— start of Recorded information —

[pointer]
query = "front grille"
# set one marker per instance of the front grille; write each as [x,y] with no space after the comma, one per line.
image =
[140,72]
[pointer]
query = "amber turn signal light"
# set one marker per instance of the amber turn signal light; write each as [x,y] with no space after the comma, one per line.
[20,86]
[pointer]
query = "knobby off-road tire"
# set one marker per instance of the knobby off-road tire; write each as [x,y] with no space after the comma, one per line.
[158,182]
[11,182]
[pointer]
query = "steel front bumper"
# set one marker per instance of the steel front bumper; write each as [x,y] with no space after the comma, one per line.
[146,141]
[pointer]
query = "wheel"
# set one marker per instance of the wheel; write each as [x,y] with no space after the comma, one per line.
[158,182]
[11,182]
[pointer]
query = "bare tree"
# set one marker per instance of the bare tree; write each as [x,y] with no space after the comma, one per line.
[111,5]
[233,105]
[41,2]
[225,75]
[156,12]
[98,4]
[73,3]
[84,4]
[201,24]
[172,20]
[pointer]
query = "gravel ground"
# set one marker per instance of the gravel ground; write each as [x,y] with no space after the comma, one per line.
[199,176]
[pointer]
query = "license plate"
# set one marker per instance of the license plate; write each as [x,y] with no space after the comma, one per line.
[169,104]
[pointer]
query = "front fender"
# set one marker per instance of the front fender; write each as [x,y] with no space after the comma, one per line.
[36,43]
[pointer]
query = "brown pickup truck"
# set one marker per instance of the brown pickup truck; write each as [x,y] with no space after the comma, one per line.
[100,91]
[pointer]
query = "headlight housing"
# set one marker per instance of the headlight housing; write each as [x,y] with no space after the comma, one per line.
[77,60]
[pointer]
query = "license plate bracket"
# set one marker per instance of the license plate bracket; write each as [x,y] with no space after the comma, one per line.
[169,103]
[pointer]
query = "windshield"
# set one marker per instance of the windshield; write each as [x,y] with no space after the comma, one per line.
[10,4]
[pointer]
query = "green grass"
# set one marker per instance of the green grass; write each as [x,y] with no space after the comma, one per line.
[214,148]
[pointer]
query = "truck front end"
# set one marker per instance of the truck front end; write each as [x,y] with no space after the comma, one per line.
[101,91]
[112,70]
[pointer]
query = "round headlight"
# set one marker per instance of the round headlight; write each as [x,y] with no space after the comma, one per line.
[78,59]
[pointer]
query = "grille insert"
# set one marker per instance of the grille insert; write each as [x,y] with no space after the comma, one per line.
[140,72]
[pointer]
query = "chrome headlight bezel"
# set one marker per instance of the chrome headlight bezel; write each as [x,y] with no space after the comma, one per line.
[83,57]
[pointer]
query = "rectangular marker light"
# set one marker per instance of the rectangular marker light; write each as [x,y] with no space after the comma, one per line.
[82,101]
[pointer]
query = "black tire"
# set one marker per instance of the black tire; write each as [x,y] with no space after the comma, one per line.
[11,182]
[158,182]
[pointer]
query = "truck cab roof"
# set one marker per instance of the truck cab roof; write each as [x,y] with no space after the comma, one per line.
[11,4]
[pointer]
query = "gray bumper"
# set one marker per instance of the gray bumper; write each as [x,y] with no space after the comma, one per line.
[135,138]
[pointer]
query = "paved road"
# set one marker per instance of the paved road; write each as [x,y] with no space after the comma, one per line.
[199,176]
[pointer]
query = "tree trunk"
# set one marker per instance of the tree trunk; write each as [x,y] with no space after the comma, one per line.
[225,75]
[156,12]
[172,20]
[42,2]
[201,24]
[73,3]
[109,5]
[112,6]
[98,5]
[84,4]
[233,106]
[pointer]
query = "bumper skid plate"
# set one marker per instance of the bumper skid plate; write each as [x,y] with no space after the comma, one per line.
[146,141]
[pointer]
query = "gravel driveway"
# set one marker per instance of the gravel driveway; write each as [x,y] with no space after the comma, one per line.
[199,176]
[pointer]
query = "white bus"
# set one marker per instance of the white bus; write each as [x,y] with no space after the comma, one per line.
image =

— end of Recorded information —

**What is needed**
Locate every line in the listing above that contains the word "trunk", and copy each one out in full.

**Result of this task**
query = "tree trunk"
# set one marker per instance of the tree trunk; write each as [x,y] with no space after the comma, one per line.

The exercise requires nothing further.